## Direction
Reproduce only the stretch of rows from the line containing "task: provide the mask of every instance of the bird neck" through the line containing "M 626 316 L", with both lines included and the requests kept. Add -120 to every coordinate in the outline answers, and leave the requests and their format samples unchanged.
## BEGIN
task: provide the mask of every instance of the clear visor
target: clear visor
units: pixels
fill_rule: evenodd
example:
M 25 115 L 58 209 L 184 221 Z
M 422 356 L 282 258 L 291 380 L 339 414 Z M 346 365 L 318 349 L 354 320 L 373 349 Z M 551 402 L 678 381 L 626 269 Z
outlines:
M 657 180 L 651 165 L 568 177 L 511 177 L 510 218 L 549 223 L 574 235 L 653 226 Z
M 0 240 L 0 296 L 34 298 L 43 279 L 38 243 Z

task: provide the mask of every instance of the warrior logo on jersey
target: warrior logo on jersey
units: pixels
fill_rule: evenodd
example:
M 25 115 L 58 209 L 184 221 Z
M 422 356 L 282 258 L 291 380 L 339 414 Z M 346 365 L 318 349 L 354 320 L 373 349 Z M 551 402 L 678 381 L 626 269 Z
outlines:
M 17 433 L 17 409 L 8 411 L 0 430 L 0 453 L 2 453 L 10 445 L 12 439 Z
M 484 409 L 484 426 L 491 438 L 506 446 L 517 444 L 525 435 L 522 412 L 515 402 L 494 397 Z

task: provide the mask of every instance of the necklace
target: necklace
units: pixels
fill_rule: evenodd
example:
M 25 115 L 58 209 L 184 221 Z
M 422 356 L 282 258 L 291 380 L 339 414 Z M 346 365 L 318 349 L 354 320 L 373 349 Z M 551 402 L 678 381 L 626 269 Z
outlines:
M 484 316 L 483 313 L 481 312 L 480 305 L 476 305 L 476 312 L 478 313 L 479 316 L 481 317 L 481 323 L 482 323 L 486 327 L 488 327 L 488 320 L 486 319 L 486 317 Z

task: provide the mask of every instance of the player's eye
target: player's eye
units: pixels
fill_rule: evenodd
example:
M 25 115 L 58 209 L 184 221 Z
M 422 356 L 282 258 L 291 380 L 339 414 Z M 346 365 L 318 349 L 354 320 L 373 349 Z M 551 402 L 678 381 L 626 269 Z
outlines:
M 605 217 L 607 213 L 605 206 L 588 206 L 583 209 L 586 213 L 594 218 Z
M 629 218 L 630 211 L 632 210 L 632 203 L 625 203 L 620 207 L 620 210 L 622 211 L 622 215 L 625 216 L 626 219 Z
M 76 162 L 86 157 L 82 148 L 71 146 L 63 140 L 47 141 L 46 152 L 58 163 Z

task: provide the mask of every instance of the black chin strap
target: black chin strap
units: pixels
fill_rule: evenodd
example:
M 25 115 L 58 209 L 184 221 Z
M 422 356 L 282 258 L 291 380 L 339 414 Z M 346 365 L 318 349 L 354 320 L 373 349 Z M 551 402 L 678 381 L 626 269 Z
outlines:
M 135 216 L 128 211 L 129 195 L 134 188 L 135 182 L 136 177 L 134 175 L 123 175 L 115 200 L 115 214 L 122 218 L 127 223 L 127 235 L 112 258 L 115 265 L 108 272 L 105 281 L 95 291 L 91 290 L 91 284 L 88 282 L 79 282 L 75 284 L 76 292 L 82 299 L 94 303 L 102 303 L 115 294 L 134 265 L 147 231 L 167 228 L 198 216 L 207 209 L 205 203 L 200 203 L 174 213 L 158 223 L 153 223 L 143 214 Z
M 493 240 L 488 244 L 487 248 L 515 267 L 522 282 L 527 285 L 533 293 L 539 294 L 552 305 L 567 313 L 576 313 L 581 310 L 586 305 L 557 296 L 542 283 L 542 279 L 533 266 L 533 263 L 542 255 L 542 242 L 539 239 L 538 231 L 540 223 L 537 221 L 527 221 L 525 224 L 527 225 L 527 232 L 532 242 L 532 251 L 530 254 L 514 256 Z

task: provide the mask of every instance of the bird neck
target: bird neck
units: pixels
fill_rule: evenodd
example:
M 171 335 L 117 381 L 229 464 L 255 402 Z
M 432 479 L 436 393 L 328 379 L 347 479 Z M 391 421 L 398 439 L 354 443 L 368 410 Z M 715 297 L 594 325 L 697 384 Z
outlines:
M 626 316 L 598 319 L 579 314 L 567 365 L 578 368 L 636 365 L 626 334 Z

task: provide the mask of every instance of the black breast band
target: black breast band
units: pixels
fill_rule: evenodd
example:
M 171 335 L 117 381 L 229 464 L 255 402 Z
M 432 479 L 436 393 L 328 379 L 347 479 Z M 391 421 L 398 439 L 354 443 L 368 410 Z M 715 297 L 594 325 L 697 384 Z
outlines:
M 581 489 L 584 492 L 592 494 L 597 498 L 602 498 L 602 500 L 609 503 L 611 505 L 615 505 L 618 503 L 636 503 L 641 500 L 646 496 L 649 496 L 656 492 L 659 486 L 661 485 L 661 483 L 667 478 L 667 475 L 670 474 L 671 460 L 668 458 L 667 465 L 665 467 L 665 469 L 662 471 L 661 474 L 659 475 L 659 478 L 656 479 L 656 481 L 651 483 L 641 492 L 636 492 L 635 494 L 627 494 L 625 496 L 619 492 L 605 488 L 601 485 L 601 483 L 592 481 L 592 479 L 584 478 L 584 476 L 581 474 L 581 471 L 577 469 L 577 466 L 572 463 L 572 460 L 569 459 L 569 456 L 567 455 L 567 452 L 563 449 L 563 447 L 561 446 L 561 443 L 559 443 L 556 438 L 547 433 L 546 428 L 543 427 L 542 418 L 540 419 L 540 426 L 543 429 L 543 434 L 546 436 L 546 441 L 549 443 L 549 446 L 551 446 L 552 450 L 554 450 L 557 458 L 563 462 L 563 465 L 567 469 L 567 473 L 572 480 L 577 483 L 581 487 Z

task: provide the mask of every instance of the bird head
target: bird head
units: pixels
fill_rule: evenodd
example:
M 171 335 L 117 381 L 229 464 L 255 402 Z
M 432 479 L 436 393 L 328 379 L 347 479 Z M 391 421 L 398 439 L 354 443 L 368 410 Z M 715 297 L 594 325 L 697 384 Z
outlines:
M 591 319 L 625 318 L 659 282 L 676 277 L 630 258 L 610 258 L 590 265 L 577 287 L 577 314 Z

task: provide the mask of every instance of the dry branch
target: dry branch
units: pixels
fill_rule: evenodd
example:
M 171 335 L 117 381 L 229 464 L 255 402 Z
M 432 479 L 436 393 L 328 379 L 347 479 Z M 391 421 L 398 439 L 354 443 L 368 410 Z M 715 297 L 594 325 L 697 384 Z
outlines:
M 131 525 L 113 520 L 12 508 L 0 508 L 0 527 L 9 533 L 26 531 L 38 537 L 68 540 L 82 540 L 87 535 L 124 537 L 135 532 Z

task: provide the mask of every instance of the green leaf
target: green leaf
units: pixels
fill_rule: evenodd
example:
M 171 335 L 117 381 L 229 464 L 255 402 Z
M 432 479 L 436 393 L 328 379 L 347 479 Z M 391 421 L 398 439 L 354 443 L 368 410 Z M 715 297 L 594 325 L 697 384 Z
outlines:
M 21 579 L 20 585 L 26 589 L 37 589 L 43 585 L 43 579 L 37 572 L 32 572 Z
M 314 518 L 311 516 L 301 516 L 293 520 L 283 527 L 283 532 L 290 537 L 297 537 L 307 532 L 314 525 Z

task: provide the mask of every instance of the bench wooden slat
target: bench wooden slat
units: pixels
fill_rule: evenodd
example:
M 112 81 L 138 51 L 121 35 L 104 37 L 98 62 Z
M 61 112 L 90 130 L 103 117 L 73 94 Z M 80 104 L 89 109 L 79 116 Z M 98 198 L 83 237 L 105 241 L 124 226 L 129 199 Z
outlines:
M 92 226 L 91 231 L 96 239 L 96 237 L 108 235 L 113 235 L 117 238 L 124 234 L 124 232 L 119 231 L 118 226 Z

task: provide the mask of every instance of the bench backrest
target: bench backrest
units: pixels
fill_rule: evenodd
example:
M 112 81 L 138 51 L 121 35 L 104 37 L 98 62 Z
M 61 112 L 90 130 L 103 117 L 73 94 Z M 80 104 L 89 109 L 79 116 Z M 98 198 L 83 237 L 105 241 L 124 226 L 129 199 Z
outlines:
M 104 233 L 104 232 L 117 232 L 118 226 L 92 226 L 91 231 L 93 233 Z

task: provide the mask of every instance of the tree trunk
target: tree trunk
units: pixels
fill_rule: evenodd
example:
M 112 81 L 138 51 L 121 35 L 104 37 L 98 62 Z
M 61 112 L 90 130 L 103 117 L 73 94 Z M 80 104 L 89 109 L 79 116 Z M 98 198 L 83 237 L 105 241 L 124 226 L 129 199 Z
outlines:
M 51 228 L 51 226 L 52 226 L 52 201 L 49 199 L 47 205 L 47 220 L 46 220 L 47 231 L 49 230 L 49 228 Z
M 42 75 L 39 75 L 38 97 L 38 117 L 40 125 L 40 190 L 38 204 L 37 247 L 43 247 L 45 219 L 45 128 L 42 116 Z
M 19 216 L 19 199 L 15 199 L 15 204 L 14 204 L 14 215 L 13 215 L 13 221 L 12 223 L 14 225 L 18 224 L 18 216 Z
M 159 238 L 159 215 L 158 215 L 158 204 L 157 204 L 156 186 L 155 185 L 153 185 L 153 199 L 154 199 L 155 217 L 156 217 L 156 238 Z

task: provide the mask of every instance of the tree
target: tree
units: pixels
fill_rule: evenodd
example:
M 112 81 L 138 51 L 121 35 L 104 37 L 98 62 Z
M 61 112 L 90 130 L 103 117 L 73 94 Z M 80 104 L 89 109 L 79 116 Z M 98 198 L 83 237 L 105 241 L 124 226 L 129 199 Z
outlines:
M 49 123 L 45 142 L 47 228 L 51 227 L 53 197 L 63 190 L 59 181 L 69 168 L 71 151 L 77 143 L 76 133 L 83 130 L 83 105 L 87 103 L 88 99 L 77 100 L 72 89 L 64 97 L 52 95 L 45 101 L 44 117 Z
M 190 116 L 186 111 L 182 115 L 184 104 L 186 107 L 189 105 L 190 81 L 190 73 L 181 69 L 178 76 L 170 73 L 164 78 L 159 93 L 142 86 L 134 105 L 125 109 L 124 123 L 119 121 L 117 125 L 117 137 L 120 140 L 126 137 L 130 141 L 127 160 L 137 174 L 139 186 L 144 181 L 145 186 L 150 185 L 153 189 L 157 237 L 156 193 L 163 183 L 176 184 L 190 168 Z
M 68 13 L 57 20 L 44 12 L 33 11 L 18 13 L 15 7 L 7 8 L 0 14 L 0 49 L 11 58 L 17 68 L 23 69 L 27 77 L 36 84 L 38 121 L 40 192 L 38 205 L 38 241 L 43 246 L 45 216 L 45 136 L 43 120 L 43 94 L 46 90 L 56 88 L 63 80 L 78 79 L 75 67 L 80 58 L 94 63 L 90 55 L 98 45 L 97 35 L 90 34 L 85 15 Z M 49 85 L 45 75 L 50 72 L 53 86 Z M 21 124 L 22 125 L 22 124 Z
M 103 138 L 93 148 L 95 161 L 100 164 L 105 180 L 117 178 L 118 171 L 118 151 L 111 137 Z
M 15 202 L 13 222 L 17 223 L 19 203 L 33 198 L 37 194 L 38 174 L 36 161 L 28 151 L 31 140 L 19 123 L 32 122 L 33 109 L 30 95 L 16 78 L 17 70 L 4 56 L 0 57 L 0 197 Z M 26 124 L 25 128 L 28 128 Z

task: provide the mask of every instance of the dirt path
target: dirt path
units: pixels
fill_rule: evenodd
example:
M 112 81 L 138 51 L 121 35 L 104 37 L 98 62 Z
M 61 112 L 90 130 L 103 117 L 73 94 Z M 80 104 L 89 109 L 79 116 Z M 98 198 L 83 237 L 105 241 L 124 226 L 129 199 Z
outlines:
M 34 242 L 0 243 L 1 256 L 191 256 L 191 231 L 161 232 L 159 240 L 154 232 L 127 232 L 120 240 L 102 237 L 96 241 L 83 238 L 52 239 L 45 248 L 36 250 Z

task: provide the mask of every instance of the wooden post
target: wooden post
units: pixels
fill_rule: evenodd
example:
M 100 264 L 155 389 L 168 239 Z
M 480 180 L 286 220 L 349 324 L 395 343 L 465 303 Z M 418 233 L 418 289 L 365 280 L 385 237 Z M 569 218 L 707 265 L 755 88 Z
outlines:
## END
## Task output
task: provide the mask of every instance of the bird neck
target: bird neck
units: pixels
fill_rule: evenodd
example:
M 171 335 L 117 381 L 229 464 L 255 402 Z
M 432 479 L 436 393 L 328 379 L 347 479 Z M 391 421 L 398 439 L 354 443 L 368 410 Z M 715 297 L 594 325 L 697 384 Z
outlines:
M 506 196 L 478 199 L 459 194 L 447 245 L 458 248 L 516 245 L 506 214 Z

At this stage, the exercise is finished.